--- Data for analysis ---
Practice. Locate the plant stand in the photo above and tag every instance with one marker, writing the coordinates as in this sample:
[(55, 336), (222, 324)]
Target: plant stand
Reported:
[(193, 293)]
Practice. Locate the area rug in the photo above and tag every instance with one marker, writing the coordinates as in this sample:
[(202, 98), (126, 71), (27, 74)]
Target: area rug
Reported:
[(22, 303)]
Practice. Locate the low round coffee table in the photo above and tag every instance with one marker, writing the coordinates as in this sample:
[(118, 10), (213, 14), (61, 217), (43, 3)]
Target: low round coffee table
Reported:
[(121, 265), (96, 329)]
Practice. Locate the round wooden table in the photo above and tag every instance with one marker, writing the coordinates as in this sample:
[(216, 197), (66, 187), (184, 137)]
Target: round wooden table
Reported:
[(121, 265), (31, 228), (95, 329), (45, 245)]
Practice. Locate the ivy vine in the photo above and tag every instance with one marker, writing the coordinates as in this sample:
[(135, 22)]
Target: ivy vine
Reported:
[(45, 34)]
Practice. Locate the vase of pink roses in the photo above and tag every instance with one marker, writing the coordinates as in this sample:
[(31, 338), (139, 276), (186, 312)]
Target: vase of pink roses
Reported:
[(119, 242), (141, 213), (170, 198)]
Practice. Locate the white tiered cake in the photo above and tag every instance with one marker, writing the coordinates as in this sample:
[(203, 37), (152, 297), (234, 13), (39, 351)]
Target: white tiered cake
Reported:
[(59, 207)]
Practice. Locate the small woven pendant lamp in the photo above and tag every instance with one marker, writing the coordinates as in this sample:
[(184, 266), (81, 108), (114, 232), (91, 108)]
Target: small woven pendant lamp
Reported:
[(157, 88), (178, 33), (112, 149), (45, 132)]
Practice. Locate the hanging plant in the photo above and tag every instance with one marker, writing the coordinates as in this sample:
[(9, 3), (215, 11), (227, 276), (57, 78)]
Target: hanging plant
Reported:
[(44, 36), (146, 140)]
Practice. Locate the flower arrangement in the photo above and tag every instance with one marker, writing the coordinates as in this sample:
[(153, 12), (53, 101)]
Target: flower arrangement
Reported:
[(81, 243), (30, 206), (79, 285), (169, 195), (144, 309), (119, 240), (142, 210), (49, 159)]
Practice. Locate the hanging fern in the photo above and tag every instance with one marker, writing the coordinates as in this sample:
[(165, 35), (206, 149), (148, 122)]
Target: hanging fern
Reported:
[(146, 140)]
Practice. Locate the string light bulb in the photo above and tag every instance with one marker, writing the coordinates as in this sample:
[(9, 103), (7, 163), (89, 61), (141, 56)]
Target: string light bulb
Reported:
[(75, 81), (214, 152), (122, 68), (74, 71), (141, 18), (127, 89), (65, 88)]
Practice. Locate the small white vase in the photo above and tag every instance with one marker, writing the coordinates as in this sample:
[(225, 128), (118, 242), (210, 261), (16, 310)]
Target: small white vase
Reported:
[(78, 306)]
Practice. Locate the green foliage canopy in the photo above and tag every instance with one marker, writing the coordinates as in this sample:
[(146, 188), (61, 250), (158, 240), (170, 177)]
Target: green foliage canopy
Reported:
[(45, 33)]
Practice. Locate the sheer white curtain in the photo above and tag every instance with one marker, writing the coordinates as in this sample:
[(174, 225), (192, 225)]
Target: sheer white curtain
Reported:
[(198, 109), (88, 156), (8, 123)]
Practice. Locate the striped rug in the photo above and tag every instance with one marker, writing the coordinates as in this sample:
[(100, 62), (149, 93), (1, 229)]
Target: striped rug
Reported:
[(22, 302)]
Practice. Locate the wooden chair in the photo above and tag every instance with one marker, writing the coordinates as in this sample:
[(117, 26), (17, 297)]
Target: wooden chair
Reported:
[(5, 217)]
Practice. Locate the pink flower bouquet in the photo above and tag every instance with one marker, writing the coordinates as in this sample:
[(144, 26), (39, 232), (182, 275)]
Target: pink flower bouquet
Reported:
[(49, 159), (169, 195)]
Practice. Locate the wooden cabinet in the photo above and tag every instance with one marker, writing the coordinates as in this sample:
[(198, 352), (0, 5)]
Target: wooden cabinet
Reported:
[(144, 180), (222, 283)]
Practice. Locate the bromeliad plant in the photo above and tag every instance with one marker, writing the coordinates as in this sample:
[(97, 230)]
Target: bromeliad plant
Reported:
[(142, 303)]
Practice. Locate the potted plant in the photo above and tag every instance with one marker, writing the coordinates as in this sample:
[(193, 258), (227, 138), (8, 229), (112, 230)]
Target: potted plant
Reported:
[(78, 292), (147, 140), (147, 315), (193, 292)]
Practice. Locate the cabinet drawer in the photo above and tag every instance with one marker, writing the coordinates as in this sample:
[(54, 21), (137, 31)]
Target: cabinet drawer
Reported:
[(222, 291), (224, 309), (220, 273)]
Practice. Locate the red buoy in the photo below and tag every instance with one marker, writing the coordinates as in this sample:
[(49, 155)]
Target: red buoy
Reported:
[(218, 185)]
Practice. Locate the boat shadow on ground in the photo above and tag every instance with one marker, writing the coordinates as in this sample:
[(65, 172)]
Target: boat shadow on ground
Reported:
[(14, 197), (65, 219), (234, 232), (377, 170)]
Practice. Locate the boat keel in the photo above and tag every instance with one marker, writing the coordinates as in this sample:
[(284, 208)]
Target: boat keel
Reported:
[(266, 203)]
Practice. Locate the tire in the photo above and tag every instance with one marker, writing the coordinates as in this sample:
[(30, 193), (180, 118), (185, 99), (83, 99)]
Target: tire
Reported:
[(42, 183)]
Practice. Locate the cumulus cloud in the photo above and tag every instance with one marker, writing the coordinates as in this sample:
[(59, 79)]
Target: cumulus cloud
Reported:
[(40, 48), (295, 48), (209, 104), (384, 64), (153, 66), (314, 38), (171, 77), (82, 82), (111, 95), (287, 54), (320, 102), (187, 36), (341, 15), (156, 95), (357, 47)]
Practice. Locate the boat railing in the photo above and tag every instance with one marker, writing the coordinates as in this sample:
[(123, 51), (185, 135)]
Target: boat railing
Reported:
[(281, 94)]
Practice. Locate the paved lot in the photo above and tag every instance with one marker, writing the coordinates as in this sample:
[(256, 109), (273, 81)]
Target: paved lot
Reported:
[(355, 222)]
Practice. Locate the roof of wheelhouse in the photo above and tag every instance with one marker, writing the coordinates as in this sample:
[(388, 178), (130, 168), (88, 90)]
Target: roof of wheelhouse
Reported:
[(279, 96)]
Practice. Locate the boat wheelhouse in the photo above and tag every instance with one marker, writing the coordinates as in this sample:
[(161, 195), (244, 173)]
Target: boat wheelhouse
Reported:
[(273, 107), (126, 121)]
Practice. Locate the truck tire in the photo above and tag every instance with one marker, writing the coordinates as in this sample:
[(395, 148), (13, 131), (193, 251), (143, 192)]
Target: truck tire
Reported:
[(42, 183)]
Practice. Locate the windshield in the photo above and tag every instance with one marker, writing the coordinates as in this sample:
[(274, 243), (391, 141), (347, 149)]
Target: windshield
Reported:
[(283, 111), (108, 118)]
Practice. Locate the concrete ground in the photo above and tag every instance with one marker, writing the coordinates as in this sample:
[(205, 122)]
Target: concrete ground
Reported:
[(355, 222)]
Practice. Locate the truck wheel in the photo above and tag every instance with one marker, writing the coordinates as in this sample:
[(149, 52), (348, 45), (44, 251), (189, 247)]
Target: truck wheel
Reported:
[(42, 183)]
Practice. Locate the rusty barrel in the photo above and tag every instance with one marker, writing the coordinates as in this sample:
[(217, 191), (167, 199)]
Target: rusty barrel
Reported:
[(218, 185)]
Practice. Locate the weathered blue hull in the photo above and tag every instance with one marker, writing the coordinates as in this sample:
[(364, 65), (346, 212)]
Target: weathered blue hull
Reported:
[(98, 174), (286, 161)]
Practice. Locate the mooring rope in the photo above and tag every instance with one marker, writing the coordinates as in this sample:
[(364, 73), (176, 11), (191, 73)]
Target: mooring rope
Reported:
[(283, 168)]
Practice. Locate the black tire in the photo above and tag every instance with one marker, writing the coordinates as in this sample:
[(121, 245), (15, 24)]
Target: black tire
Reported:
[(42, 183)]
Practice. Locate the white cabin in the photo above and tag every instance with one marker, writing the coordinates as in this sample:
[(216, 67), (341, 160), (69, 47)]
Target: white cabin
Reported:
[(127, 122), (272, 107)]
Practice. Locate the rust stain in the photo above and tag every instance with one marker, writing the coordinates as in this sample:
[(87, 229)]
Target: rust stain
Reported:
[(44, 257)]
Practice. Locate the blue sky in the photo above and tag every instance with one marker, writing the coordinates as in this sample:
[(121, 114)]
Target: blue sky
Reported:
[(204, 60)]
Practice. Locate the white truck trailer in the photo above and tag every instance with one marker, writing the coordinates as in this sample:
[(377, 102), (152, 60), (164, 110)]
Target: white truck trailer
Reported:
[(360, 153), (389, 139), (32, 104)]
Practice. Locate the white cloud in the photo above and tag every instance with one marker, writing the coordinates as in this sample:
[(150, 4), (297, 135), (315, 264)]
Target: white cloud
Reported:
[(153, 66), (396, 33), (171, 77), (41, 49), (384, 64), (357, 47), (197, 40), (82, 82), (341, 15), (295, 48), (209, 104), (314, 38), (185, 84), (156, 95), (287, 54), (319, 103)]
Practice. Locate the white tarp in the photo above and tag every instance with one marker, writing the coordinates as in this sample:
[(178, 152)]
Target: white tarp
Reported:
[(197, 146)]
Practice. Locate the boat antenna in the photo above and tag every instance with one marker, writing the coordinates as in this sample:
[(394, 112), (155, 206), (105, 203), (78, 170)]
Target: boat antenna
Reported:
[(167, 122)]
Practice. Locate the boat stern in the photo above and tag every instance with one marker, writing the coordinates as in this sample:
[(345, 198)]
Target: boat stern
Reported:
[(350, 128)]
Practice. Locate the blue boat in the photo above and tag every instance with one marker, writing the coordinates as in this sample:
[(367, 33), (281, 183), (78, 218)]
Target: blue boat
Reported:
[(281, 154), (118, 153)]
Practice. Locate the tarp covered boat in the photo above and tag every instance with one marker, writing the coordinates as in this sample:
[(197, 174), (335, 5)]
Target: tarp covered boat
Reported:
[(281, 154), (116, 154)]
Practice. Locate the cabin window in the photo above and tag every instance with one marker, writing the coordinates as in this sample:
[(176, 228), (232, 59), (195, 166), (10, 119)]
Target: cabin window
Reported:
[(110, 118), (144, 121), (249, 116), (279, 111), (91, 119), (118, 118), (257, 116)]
---
Problem details ▸ What you return should be exactly the lines above, starting at the one with "Practice. Locate the area" and ending at the one with "[(118, 10), (213, 14), (61, 217), (43, 3)]", and nothing else.

Response to this task ▸
Practice. Locate the area rug in the photo above and tag every instance with one marker, writing the coordinates as in this sample:
[(202, 98), (126, 71), (27, 74)]
Target: area rug
Reported:
[(22, 303)]
Practice. Locate the low round coffee table in the photo above and tag every instance with one marker, writing the coordinates as in this sample:
[(118, 10), (213, 14), (61, 217), (43, 3)]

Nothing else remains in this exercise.